» **Исходный текст**

:::::

Кажется, что всего лишь несколько веков назад люди понимали эту забытую истину. Они понимали, что несовершенный мир имеет право на тайну. Выворачивать всю его иррациональную глубину на поверхность и делать её видимой не то же самое, что просветить до дна всю её тьму. Осознание этого сохраняется в таинстве исповеди, где немощь и несовершенство человеческой природы для своего врачевания требует покрова тайны. Но у каждого своя мера той глубины, которая нуждается в просвещении. Поэтому и сама эта глубина, и та тайна, которой она требует, не допускали установления равенства. Искателям равенства оставалось одно: вывернуть всё тайное на поверхность.

Опыт такого рода был осуществлен во время Французской революции.

Во времена французской революции имела место настоящая озабоченность освещением, — указывает полковник Эрло. Как мы видели, публика испытывала сильнейшую потребность в других источниках света, нежели солнце, в светилах, которые, подобно светилам города, были бы делом рук не природы или Творца, но человека, просвещающего других. Подспудная революция 1789 г. заключалась в изобретении публичного взгляда, претендующего на стихийную науку, на своего рода знание в чистом виде: каждый стал добровольным следователем на манер санкюлотов или, еще точнее, Горгоной-убийцей по отношению к другим. Террор породил первые проявления подобной страсти: повешение на фонарях, демонстрация голов убитых на остриях штыков, оккупация дворцов и отелей, обязательное указание имен жителей на дверях домов, уничтожение Бастилии и осквернение церквей, молелен и монастырей, эксгумация мертвых… Ничего святого больше нет, так как ничто не должно быть неприкосновенным: это охота на тьму, это трагедия, вызванная дошедшим до предела желанием света…

Желание света и протест против тьмы, стремление раз и навсегда покончить с иррациональной глубиной, где кроются все неразумные порывы – это смелые и похвальные стремления. Вот если бы привести их в исполнение было так же просто, как решиться на них. Если бы можно было изгнать из природы всё иррациональное и не поддающееся разумному контролю, как об этом грезили первые естествоиспытатели, то библейское проклятие природы за первородный грех оказалось бы отмененным усилиями самого человека. И вместо добывания средств пропитания «в поте лица своего», человек наконец-то смог бы заняться более важными делами. Что же в этом плохого?

:::::

[Данные о референциальных выражениях]

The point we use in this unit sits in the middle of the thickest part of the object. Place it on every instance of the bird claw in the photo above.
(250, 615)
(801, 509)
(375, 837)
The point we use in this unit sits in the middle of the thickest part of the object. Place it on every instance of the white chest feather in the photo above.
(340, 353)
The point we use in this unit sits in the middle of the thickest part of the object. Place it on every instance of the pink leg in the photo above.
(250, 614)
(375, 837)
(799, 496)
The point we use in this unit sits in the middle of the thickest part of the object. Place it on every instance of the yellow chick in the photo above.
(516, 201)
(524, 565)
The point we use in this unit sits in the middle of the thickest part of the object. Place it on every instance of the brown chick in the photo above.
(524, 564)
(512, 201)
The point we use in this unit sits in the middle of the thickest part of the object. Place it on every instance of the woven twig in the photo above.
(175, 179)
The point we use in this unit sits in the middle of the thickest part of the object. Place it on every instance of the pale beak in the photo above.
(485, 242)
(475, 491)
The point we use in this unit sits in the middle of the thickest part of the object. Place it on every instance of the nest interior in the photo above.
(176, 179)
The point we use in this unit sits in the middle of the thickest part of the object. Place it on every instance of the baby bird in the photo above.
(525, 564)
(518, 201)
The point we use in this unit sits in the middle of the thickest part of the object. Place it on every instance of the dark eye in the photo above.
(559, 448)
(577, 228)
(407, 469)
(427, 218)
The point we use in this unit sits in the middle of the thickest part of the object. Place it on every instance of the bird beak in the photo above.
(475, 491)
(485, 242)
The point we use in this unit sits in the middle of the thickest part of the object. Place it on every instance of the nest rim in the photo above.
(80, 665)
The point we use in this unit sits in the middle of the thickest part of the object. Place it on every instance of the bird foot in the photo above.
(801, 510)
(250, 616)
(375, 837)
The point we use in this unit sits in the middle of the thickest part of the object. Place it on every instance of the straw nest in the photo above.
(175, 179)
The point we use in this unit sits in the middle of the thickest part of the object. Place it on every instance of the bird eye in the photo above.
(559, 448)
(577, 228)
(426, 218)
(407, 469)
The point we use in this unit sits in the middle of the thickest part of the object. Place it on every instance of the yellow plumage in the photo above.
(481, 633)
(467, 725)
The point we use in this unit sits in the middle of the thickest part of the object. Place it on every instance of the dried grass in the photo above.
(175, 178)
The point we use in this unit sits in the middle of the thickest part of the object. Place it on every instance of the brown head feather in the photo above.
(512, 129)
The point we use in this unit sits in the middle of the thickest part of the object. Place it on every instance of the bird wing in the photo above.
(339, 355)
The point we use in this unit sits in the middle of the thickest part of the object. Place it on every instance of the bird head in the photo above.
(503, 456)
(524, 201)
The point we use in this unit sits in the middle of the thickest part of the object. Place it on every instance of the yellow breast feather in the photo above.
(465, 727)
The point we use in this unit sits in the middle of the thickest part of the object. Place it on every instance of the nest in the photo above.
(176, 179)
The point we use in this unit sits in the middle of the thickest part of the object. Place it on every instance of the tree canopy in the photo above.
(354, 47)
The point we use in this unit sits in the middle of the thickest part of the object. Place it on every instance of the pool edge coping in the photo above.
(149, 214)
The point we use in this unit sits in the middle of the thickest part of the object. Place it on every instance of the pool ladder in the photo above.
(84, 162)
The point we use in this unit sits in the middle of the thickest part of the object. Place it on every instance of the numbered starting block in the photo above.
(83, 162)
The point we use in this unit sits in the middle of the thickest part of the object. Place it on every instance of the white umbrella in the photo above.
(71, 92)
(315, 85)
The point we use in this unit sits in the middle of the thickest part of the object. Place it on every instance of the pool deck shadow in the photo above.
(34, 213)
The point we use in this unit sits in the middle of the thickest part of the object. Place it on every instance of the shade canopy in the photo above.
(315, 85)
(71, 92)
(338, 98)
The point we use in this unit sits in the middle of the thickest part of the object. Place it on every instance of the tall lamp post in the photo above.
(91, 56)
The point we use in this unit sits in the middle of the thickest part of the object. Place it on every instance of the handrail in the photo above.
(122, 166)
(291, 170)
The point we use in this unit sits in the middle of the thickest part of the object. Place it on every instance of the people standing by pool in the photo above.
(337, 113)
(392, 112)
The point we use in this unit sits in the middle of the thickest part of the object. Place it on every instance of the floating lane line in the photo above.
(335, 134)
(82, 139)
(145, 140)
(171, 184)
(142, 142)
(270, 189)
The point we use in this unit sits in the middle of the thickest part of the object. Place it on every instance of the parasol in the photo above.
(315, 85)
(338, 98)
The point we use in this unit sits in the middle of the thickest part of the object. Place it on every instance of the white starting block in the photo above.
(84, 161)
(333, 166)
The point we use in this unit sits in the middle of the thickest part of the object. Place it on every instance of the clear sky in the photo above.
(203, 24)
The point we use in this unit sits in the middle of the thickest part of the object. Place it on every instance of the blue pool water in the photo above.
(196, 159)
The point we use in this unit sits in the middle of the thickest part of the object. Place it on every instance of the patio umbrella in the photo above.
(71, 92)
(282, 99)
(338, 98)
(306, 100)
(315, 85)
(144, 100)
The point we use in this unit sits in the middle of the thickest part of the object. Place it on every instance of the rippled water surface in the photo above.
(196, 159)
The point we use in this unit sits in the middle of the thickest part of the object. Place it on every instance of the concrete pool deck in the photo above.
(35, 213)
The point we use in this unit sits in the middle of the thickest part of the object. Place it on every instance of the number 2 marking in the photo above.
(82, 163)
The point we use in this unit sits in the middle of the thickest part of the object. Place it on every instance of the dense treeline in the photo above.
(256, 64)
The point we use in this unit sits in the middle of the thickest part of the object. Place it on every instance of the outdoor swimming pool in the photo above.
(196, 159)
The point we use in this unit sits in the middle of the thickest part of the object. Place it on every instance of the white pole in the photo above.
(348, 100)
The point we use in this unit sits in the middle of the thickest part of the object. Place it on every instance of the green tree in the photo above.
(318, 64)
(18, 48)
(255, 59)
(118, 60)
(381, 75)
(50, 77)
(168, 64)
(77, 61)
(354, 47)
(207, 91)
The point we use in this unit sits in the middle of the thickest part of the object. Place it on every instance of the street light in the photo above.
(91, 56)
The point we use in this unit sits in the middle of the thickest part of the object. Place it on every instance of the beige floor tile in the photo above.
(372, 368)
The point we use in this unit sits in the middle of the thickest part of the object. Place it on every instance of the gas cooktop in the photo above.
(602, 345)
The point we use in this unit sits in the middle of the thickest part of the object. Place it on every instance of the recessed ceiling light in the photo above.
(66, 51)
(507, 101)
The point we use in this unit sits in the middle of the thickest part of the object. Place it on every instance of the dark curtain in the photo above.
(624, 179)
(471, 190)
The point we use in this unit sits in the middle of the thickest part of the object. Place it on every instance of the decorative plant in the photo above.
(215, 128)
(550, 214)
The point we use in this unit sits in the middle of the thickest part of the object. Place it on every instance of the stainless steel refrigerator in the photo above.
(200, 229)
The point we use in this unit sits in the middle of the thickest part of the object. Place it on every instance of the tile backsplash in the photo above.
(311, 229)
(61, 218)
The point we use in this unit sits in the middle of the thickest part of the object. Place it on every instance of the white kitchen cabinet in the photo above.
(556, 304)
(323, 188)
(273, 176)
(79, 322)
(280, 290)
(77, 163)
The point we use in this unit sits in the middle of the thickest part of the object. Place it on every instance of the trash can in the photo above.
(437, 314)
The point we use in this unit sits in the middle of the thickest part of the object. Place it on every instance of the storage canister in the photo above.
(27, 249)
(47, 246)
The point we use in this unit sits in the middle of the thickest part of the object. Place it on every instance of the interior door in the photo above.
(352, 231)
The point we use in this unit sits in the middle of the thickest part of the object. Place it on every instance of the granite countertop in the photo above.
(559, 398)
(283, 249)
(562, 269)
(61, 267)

:::::

Перепишите фрагмент исходного текста, начиная со слов «Кажется, что всего» и заканчивая словами «время Французской революции.», поменяв «равенства» на «справедливости». Записи никак не связаны с исходным текстом.

» **Ответ к заданию**
Кажется, что всего лишь несколько веков назад люди понимали эту забытую истину. Они понимали, что несовершенный мир имеет право на тайну. Выворачивать всю его иррациональную глубину на поверхность и делать её видимой не то же самое, что просветить до дна всю её тьму. Осознание этого сохраняется в таинстве исповеди, где немощь и несовершенство человеческой природы для своего врачевания требует покрова тайны. Но у каждого своя мера той глубины, которая нуждается в просвещении. Поэтому и сама эта глубина, и та тайна, которой она требует, не допускали установления справедливости. Искателям справедливости оставалось одно: вывернуть всё тайное на поверхность.

Опыт такого рода был осуществлен во время Французской революции.